Given the material below, output exactly the lines from the line with "45L1440 74L1430 0ZM1076" to the line with "positive clicks: (918, 100)", both ends included, and no other lines.

> Recorded data
★ ★ ★ ★ ★

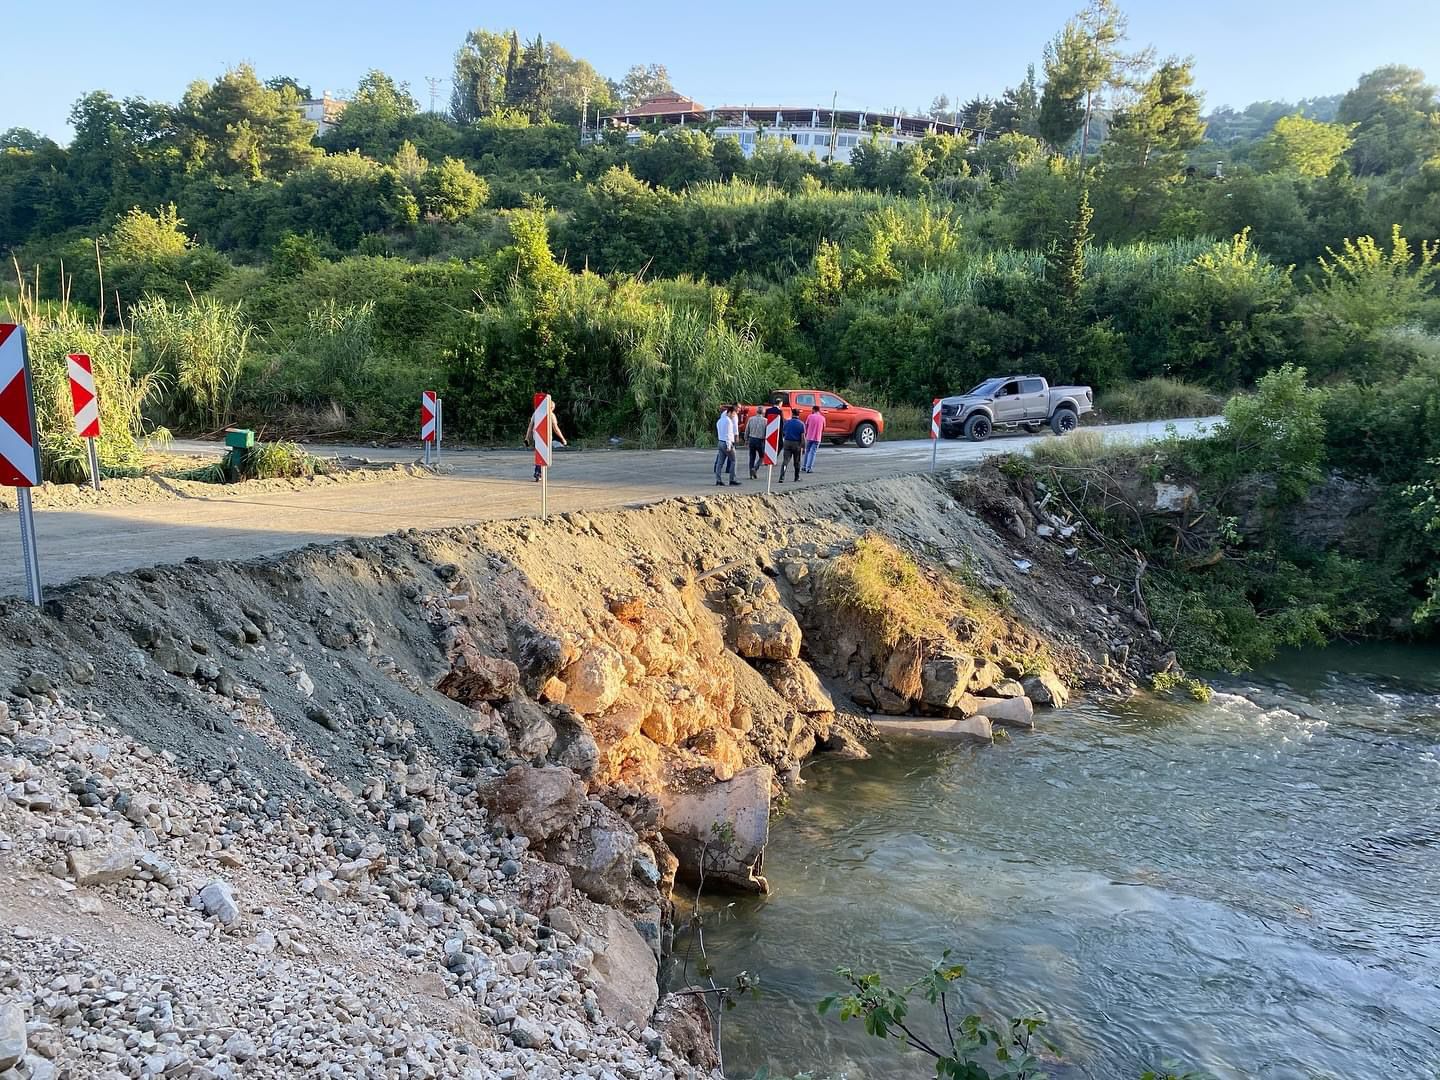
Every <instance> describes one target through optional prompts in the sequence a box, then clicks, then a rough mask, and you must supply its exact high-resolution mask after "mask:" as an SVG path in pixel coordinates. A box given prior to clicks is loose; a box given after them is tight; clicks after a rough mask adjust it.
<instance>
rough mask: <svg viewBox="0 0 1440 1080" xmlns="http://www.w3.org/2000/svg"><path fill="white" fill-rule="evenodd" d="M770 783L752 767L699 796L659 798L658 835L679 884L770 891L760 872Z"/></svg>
mask: <svg viewBox="0 0 1440 1080" xmlns="http://www.w3.org/2000/svg"><path fill="white" fill-rule="evenodd" d="M772 780H773V770H772V769H770V766H768V765H757V766H755V768H752V769H744V770H742V772H737V773H736V775H734V776H733V778H732V779H729V780H724V782H720V783H713V785H710V786H707V788H700V789H698V791H693V792H665V793H664V795H662V796H661V818H660V827H661V832H662V834H664V838H665V842H667V844H668V845H670V850H671V851H674V852H675V857H677V858H678V860H680V876H681V877H683V878H685V880H687V881H691V883H697V881H700V880H701V878H703V880H704V881H706V884H707V886H720V887H724V888H732V890H739V891H746V893H765V891H769V884H768V883H766V880H765V877H763V876H762V874H760V870H762V865H763V860H765V844H766V842H768V841H769V837H770V783H772Z"/></svg>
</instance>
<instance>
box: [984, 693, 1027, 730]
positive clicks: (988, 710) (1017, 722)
mask: <svg viewBox="0 0 1440 1080" xmlns="http://www.w3.org/2000/svg"><path fill="white" fill-rule="evenodd" d="M975 713H976V716H982V717H985V719H986V720H989V721H991V723H992V724H999V726H1002V727H1020V729H1025V730H1028V729H1031V727H1034V726H1035V707H1034V706H1032V704H1031V703H1030V698H1028V697H992V698H982V700H981V703H979V707H978V708H976V710H975Z"/></svg>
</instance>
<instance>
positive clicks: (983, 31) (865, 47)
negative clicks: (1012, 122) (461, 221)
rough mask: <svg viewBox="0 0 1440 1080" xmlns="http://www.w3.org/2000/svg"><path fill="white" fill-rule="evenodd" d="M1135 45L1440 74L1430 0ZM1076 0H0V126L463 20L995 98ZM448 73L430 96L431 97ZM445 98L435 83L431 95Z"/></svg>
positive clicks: (918, 100) (1232, 100) (409, 41)
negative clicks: (101, 89) (89, 96)
mask: <svg viewBox="0 0 1440 1080" xmlns="http://www.w3.org/2000/svg"><path fill="white" fill-rule="evenodd" d="M1122 6H1123V9H1125V10H1126V12H1128V13H1129V16H1130V39H1132V42H1133V43H1149V45H1153V46H1155V48H1156V50H1158V53H1159V55H1161V56H1164V55H1169V53H1176V55H1182V56H1184V55H1191V56H1194V58H1195V71H1197V82H1198V84H1200V86H1201V89H1204V91H1205V95H1207V105H1211V107H1212V105H1221V104H1231V105H1237V107H1238V105H1244V104H1247V102H1250V101H1257V99H1263V98H1283V99H1292V101H1293V99H1296V98H1302V96H1313V95H1320V94H1333V92H1341V91H1344V89H1346V88H1348V86H1349V85H1352V84H1354V81H1355V78H1356V76H1358V75H1359V73H1362V72H1365V71H1369V69H1371V68H1377V66H1380V65H1381V63H1390V62H1398V63H1407V65H1411V66H1417V68H1423V69H1424V71H1426V72H1427V73H1428V75H1430V76H1431V79H1434V81H1440V0H1367V1H1365V3H1361V1H1359V0H1129V3H1123V0H1122ZM1076 7H1079V0H1001V1H999V3H996V1H994V0H992V1H988V3H981V1H978V0H950V3H922V1H917V0H912V1H910V3H890V4H886V3H878V4H877V3H858V1H857V0H834V1H832V3H796V1H793V0H792V3H760V1H759V0H732V3H714V4H693V3H664V4H655V3H621V4H615V3H595V0H590V1H589V3H572V1H569V0H566V1H563V3H520V1H514V0H491V1H490V3H480V4H461V3H446V1H445V0H409V3H395V0H387V1H386V3H382V1H380V0H350V1H348V3H347V1H346V0H337V1H331V3H305V1H304V0H289V1H287V3H279V1H278V0H239V1H238V3H222V0H187V1H186V3H168V1H161V0H131V1H130V3H124V4H117V3H114V1H112V0H105V3H101V1H99V0H68V1H66V3H62V4H58V6H55V7H50V6H48V4H37V3H19V0H9V1H6V3H0V24H3V27H4V37H6V46H7V48H6V55H4V60H3V62H0V130H4V128H9V127H29V128H35V130H37V131H40V132H43V134H48V135H50V137H53V138H58V140H62V141H63V140H66V138H69V128H68V125H66V114H68V112H69V108H71V105H72V104H73V101H75V99H76V98H78V96H81V95H82V94H84V92H86V91H91V89H108V91H111V92H112V94H115V95H117V96H130V95H141V96H147V98H156V99H163V101H174V99H177V98H179V96H180V94H181V92H183V91H184V88H186V85H187V84H189V82H190V81H192V79H196V78H215V75H217V73H219V72H222V71H223V69H225V68H226V66H230V65H235V63H240V62H251V63H253V65H255V68H256V69H258V71H259V73H261V76H262V78H268V76H271V75H294V76H295V78H297V79H298V81H300V82H301V84H310V85H311V86H312V88H314V91H315V92H317V94H318V92H320V91H321V89H325V88H328V89H333V91H343V89H347V88H351V86H354V84H356V81H357V79H359V78H360V76H361V75H363V73H364V72H366V71H367V69H369V68H380V69H383V71H386V72H389V73H390V75H393V76H395V78H397V79H405V81H408V82H409V84H410V86H412V89H413V91H415V94H416V96H418V98H419V99H420V102H422V105H423V104H426V102H428V91H426V86H425V76H426V75H439V76H448V75H449V69H451V59H452V56H454V52H455V49H456V46H458V45H459V43H461V40H462V39H464V36H465V30H468V29H469V27H472V26H485V27H491V29H504V27H510V26H516V27H517V29H518V30H520V33H521V36H531V35H534V33H537V32H539V33H543V35H544V36H546V37H547V39H553V40H556V42H557V43H560V45H563V46H566V48H567V49H569V50H570V52H572V53H575V55H577V56H583V58H586V59H588V60H590V63H593V65H595V66H596V69H599V72H600V73H602V75H608V76H611V78H619V76H621V75H624V72H625V69H626V68H628V66H631V65H632V63H649V62H660V63H664V65H667V66H668V68H670V73H671V78H672V79H674V84H675V88H677V89H680V91H681V92H684V94H688V95H690V96H693V98H696V99H697V101H700V102H703V104H706V105H723V104H778V102H783V104H791V105H809V104H828V102H829V99H831V94H832V92H837V91H838V94H840V101H841V104H842V105H850V107H852V108H858V107H865V108H886V107H890V105H901V107H904V108H907V109H910V108H914V107H917V105H926V104H929V101H930V99H932V98H933V96H935V95H936V94H942V92H943V94H949V95H950V96H952V98H953V96H956V95H959V96H962V98H969V96H972V95H975V94H978V92H984V94H989V95H998V94H999V92H1001V91H1002V89H1004V88H1005V86H1007V85H1011V84H1014V82H1018V81H1020V78H1021V76H1022V75H1024V71H1025V65H1027V63H1030V62H1035V63H1037V65H1038V62H1040V55H1041V49H1043V46H1044V42H1045V40H1047V39H1048V37H1050V36H1051V35H1053V33H1054V32H1056V29H1058V26H1060V24H1061V23H1063V22H1064V20H1066V19H1067V17H1068V16H1070V14H1071V13H1073V12H1074V9H1076ZM3 9H9V10H3ZM448 92H449V91H448V84H446V88H445V91H444V94H445V95H446V96H448ZM442 99H444V98H442Z"/></svg>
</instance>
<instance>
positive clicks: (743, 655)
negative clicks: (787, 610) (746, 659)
mask: <svg viewBox="0 0 1440 1080" xmlns="http://www.w3.org/2000/svg"><path fill="white" fill-rule="evenodd" d="M729 636H730V638H732V639H733V642H734V651H736V652H739V654H740V655H742V657H744V658H747V660H795V658H796V657H799V655H801V625H799V624H798V622H796V621H795V616H793V615H791V612H789V611H786V609H785V608H782V606H779V605H778V603H775V605H768V606H765V608H755V609H752V611H746V612H744V613H742V615H739V616H737V618H736V619H734V621H733V622H732V624H730V635H729Z"/></svg>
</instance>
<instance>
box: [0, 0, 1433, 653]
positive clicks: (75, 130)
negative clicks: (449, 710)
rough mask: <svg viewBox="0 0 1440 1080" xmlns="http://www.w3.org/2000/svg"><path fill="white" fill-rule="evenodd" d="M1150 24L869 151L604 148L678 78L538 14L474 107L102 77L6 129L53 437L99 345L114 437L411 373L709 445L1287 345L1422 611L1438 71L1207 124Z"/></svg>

★ ★ ★ ★ ★

> Answer to the problem
rough mask: <svg viewBox="0 0 1440 1080" xmlns="http://www.w3.org/2000/svg"><path fill="white" fill-rule="evenodd" d="M1135 45L1440 74L1430 0ZM1076 0H0V126L463 20L995 98ZM448 73L430 96L431 97ZM445 98L435 83L431 95Z"/></svg>
positive clicks: (918, 100) (1232, 100) (409, 41)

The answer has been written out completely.